YOUR GOAL —
All of the data below should be returned exactly.

EXERCISE MATERIAL —
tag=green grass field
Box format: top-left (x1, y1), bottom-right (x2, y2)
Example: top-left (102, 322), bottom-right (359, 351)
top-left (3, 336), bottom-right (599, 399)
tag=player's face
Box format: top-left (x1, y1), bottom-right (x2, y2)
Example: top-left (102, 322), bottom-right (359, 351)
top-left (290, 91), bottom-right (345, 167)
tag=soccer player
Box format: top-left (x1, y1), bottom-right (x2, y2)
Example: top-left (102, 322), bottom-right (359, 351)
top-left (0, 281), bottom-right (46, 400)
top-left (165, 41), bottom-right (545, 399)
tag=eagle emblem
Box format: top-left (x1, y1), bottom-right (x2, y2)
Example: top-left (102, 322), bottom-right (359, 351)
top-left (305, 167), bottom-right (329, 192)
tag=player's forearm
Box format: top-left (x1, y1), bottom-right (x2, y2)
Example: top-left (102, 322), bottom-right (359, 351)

ANSWER BELOW —
tag=green grass field
Box format: top-left (x1, y1), bottom-right (x2, y2)
Example: top-left (102, 322), bottom-right (359, 351)
top-left (3, 336), bottom-right (599, 399)
tag=player's face
Box format: top-left (x1, y1), bottom-right (x2, y2)
Example: top-left (102, 322), bottom-right (359, 351)
top-left (290, 91), bottom-right (345, 167)
tag=soccer player
Box format: top-left (x1, y1), bottom-right (x2, y2)
Example: top-left (102, 322), bottom-right (359, 351)
top-left (0, 281), bottom-right (46, 400)
top-left (165, 41), bottom-right (545, 399)
tag=eagle emblem
Box format: top-left (x1, y1), bottom-right (x2, y2)
Example: top-left (102, 322), bottom-right (359, 351)
top-left (305, 167), bottom-right (329, 192)
tag=player's forearm
Box format: top-left (x1, y1), bottom-right (x2, y2)
Example: top-left (102, 322), bottom-right (359, 351)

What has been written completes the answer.